Please copy out, word for word, everything in the material below from the line containing "One point goes on every instance of the pedestrian" down to the end of the material.

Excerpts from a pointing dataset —
▬▬▬
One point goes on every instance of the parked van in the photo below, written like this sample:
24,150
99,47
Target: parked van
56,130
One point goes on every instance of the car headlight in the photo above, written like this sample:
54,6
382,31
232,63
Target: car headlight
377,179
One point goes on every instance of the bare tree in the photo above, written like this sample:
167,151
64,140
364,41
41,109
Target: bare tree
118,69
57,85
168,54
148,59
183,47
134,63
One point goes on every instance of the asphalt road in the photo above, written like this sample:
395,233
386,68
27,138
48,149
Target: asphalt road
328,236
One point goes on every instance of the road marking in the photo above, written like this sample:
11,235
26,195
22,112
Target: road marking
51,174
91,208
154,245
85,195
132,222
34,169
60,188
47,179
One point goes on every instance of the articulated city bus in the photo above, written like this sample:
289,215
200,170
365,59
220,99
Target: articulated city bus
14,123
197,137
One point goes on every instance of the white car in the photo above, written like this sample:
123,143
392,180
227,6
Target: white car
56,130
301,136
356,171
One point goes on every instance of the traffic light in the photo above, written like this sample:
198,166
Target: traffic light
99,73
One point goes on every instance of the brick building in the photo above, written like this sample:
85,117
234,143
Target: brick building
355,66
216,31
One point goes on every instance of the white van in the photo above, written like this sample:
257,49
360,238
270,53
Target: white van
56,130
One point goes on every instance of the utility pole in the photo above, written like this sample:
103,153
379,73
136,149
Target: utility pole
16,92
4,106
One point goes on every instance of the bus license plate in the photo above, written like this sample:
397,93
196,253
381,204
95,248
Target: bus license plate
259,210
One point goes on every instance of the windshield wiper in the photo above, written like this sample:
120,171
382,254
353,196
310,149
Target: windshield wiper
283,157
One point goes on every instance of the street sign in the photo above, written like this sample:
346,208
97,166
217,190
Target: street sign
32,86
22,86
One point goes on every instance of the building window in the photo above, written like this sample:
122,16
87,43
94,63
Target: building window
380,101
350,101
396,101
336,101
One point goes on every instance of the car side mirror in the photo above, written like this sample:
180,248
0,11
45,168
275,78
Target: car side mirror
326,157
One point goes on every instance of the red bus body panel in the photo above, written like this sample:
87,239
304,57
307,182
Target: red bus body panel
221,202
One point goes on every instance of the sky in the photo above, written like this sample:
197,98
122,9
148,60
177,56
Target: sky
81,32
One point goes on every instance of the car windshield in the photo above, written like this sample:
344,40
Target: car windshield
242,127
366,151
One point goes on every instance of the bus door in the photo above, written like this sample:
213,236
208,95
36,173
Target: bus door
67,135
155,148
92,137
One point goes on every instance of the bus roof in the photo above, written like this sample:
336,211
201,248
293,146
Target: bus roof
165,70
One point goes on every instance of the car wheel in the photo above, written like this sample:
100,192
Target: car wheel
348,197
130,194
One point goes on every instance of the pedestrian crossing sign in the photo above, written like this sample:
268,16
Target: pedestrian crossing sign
▬▬▬
Solution to the exercise —
One point goes on every instance of the pedestrian crossing sign in the photo above, written like this sample:
268,16
Target: pedestrian crossing sign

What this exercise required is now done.